# TEXT BLOCK
□ □ □ □ □

You may not be aware that the person sitting next to you in class leads high-intensity workouts to the UP community on the side. Beauchamp Recreation and Wellness Center offers a variety of workout courses including Pilot Fit, yoga, HIIT, Zumba and Pilot Spin. Each one is designed and taught by a student who also juggles their courses and extracurriculars.
Students, faculty and staff can sign up for classes online through rec services, which lists the specific class, time, studio and instructor. Classes take place in either the weight room or upstairs studios.
The Beacon sat down with five student instructors to chat about what they do, and why they love it.
Lauren Carlos, Pilot Fit Instructor
Carlos has been teaching Pilot Fit at Beauchamp since second semester of her freshman year. Carlos first became interested in crossfit type workouts because both her parents do crossfit. Back at home Mukilteo, Washington, Carlos is a CrossFit level one trainer.
Pilot Fit incorporates a wide variety of elements including cardio, weightlifting, calisthenics (body weight) and gymnastics movements. Pilot Fit workouts range from running to rowing, dumbbells to deadlifts, push-ups to planks and kettlebells to squats. Instructors design the regimes depending on the fitness levels of those taking the class.
One of the main reasons Carlos started teaching at UP is that she saw that Beauchmap offered free fitness classes but thought it missed some key elements. At the time, Beauchamp did not have any weightlifting or strength and conditioning programs. Carlos wanted to bring everything she had learned about Crossfit to University of Portland, so she spoke with the Recreational Operations Program Manager, Kaitlin Bourne and Pilot Fit was created.
Carlos uses Pilot Fit to destigmatize the weight room and empower women that “strong is beautiful.” She uses Pilot Fit to encourage students to be comfortable in the gym atmosphere by teaching them how to use gym equipment and their bodies properly. She said she’s passionate about fitness because it can inspire others.
Carlos also said she enjoys Pilot Fit because it's something different every time. When Carlos teaches her students, they workout differently every day, involving many different kinds of movements.

□ □ □ □ □

# GIVEN DATA
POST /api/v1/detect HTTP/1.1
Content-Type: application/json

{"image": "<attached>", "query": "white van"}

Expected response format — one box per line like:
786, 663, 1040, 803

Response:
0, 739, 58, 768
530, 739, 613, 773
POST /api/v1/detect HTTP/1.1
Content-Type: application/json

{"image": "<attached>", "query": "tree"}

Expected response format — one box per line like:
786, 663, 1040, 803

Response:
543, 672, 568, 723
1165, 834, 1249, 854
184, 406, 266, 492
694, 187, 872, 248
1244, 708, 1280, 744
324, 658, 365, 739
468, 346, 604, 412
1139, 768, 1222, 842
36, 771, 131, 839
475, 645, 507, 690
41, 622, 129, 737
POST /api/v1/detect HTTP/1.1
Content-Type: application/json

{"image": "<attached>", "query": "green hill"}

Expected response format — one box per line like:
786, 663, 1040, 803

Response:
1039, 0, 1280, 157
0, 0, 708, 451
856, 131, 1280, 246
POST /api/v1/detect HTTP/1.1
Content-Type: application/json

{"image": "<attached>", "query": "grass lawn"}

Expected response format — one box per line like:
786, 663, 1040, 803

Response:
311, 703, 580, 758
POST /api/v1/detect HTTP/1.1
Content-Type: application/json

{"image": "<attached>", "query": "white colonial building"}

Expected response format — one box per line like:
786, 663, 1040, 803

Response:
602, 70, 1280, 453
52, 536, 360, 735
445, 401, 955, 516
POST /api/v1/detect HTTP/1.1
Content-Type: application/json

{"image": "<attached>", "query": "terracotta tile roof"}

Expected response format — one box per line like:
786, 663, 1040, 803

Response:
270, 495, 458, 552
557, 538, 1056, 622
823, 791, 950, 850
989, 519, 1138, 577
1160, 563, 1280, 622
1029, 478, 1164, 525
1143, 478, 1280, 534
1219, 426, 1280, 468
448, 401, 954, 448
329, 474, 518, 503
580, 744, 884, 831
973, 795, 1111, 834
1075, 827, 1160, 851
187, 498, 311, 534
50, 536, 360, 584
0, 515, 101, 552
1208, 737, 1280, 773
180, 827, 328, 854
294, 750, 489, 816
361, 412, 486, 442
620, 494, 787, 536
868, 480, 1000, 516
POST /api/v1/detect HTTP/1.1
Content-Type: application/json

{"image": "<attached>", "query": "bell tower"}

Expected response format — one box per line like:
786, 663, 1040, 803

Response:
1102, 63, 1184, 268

□ □ □ □ □

# REQUIRED TASKS
(A) List every workout course that the article on student fitness instructors says Beauchamp Recreation and Wellness Center offers.
(B) Please carry on the article on student fitness instructors, starting right after its final sentence.

# PER-TASK ANSWERS
(A) Pilot Fit, yoga, HIIT, Zumba, Pilot Spin

(B)
“One day we’re in the weight room, one day we’re on track, we’re up and down doing everything,” Carlos said. “It’s logistically a challenge, but I think that it's something that's really valuable because we’re constantly changing it up and people get to experience different precision.”
Carlos said she believes working out and fitness is fundamental to your health.
“I consider it as a basic need,” Carlos said. “I'm not a happy or pleasant person if I haven't worked out. So, it's definitely a stress relief. And it's empowering to be able to go into a weight room and throw down in some way.”
Carlos teaches Pilot Fit on Fridays 8–9 a.m.
Sarah Maxine, Yoga Instructor
Maxine’s passion for yoga started in the living room of her home in Sacramento, California. Maxine’s family all enjoy doing yoga together. Her mom began teaching her the study when she was five and by the time she was ten she started going to a studio. Now, she uses her skills to teach a class focused on Eclectic yoga.
“I named my class eclectic flow because it's a vinyasa classes - power, vinyasa,” Maxine said. “It incorporates a lot of elements of a modern sense where I play music that you could hear anywhere. I play reggae and alternative, sometimes a little bit of rap, or I also play sitar. So, it's a mix of things that come together and it takes it outside of traditional waterfall music.”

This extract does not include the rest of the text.